» WORK INSTRUCTIONS
Repeat, exactly and only, the lines from the one containing "back in the picture above." to the last line, inclusive; do not repeat the pictures.

» RECORDED INFORMATION
┄┄┄┄┄┄┄┄┄┄┄┄┄┄┄┄┄┄┄┄

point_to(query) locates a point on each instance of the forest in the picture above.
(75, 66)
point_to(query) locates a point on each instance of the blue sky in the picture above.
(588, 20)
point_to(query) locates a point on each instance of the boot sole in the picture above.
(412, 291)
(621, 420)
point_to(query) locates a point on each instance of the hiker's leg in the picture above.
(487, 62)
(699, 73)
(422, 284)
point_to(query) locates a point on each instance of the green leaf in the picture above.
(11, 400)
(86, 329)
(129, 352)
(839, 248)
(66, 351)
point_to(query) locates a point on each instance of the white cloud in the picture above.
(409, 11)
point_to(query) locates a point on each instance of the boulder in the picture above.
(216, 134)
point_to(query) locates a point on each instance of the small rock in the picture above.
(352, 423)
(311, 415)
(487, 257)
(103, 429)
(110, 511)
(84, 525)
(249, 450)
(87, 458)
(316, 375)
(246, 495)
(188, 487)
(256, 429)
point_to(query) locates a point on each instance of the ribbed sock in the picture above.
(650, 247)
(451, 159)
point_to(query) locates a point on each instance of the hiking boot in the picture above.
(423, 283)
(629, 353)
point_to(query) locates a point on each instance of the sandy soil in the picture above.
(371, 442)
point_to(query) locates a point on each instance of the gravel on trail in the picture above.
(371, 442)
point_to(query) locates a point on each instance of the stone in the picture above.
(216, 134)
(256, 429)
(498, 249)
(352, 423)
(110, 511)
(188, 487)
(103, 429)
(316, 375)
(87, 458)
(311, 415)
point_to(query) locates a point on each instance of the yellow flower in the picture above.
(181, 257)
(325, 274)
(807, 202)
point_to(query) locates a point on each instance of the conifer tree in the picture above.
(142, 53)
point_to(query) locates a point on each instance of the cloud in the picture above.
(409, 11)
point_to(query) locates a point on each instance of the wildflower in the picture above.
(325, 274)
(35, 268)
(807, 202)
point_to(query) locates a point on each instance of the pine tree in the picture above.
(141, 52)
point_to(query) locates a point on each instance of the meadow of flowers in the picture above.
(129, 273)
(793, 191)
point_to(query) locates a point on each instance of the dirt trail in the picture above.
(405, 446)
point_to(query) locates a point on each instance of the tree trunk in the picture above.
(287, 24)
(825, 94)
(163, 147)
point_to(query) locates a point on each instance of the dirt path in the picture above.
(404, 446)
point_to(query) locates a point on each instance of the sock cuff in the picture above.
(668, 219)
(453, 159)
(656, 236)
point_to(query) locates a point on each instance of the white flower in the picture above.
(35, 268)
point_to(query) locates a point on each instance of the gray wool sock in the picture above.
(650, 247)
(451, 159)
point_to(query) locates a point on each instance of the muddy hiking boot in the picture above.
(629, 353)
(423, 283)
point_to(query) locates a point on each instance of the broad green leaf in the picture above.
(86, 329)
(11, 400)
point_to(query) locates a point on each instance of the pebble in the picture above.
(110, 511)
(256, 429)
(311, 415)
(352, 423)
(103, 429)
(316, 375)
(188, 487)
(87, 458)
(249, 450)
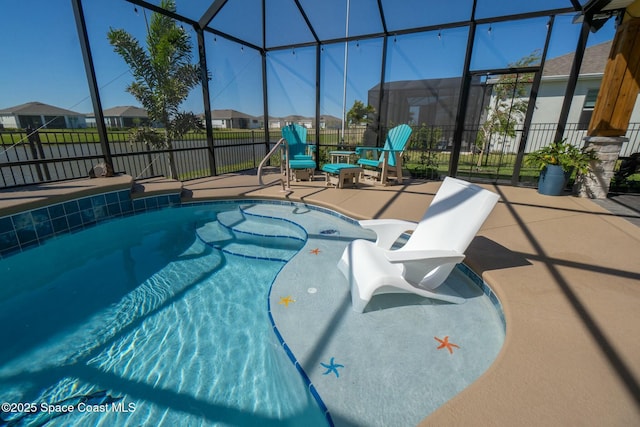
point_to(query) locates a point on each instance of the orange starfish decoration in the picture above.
(446, 344)
(286, 301)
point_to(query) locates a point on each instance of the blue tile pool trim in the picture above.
(27, 229)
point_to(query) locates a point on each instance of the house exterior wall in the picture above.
(551, 97)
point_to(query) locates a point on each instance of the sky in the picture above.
(42, 60)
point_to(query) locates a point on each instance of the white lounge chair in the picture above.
(437, 244)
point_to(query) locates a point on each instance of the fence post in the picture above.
(37, 152)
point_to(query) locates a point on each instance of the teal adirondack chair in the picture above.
(382, 163)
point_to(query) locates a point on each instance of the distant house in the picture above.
(326, 121)
(232, 119)
(38, 115)
(121, 117)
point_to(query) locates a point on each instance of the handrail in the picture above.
(285, 186)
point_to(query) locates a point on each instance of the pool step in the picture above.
(253, 236)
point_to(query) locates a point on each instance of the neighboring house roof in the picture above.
(593, 62)
(125, 111)
(38, 109)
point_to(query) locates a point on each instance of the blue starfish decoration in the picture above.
(332, 367)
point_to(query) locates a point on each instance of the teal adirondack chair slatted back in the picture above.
(296, 137)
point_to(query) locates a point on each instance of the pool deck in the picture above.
(566, 269)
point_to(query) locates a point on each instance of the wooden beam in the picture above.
(620, 84)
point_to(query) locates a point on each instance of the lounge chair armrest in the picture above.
(388, 230)
(441, 256)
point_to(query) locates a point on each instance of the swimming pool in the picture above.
(168, 317)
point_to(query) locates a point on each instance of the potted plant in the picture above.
(557, 161)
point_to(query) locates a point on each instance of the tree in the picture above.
(360, 114)
(163, 77)
(509, 105)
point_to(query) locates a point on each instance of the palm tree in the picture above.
(510, 106)
(163, 77)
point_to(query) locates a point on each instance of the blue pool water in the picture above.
(164, 313)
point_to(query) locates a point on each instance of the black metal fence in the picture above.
(48, 155)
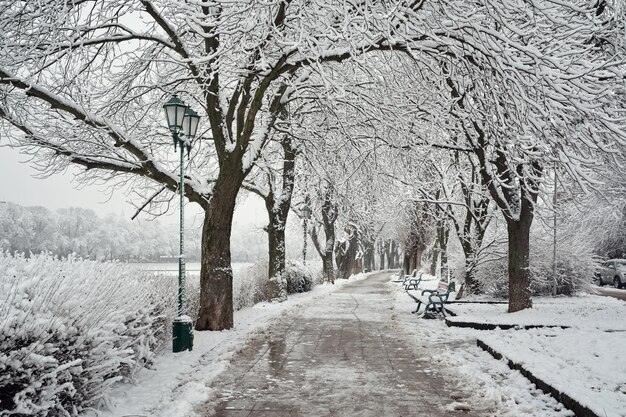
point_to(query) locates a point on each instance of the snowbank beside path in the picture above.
(584, 361)
(179, 382)
(586, 365)
(580, 312)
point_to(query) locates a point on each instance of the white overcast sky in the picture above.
(19, 185)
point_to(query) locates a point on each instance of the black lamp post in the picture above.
(183, 123)
(305, 212)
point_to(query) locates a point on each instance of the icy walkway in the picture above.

┄┄┄┄┄┄┄┄┄┄┄┄┄┄┄┄┄┄┄┄

» FINISHED EXERCISE
point_to(query) locates a point on each instance of the teal adirondack chair slatted back in the picture above.
(296, 137)
point_to(query) locates a point on each instance of the pool deck in the picture above.
(566, 269)
point_to(query) locates a point on each instance of the wooden beam in the picture above.
(620, 84)
point_to(query) locates a point on each instance of the lounge chair armrest in the picture above.
(388, 230)
(441, 256)
point_to(query) locates a point on each instance of the swimming pool in the picture above.
(168, 317)
point_to(query) locates a point on each instance of the potted plant in the picture above.
(557, 161)
point_to(query) locates a point on each instance of the tree in the picture above.
(360, 114)
(163, 77)
(509, 105)
point_to(query) locates a point on each instance of the palm tree in the picture above.
(510, 106)
(163, 77)
point_to(query) locates a point on each instance of the blue pool water in the picture above.
(164, 313)
point_to(query) locates a point on each instance of the black metal fence in the picture above.
(48, 155)
point_to(query) locates a point on each instance of the snowbank beside path in the picture above.
(584, 361)
(179, 382)
(586, 365)
(580, 312)
point_to(query) locates a point on each instance of the white overcast sky in the picture above.
(19, 185)
point_to(query) locates a point on each instance of the black lamp post in the picture above.
(183, 123)
(305, 212)
point_to(query) locates a point on each instance of the icy walkway in the picture above.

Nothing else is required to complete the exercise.